*Data for review*.
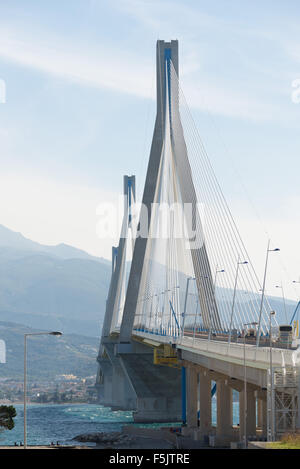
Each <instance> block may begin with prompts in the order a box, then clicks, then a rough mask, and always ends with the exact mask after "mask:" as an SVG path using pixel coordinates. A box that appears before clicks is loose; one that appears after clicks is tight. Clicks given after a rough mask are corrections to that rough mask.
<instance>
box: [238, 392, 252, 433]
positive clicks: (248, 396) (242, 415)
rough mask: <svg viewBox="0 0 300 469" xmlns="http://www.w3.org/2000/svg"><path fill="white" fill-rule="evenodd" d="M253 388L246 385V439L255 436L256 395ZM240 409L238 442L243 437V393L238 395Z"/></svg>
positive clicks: (244, 392) (243, 403) (243, 395)
mask: <svg viewBox="0 0 300 469" xmlns="http://www.w3.org/2000/svg"><path fill="white" fill-rule="evenodd" d="M255 389H256V388H255V387H254V386H251V384H249V383H247V424H246V425H247V431H246V433H247V439H249V438H251V437H254V436H256V394H255ZM239 404H240V405H239V407H240V440H241V441H242V440H243V439H244V435H245V392H244V390H242V391H240V393H239Z"/></svg>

*Task description*. When copying the records, reproduce every entry exactly and omit all pictures.

*Solution*.
Each <instance> block may begin with prompts in the order a box, then clicks, then a rough mask, and always ends with the exact mask after "mask:" as an SVG path using pixel coordinates. A box that appears before clicks is loose; one that appears after clicks is tight. Clicks given after a rough mask are corrections to that rough mask.
<instance>
box: [238, 392, 252, 433]
positive clicks: (248, 396) (242, 415)
rough mask: <svg viewBox="0 0 300 469" xmlns="http://www.w3.org/2000/svg"><path fill="white" fill-rule="evenodd" d="M253 388L246 385V439L255 436L256 395ZM240 409L238 442L243 437V393L238 395Z"/></svg>
positive clicks: (244, 392) (243, 403) (243, 395)
mask: <svg viewBox="0 0 300 469" xmlns="http://www.w3.org/2000/svg"><path fill="white" fill-rule="evenodd" d="M255 389H256V388H255V387H254V386H251V384H249V383H247V424H246V425H247V431H246V433H247V439H249V438H251V437H254V436H256V394H255ZM239 404H240V405H239V407H240V440H241V441H242V440H243V439H244V435H245V392H244V390H242V391H240V393H239Z"/></svg>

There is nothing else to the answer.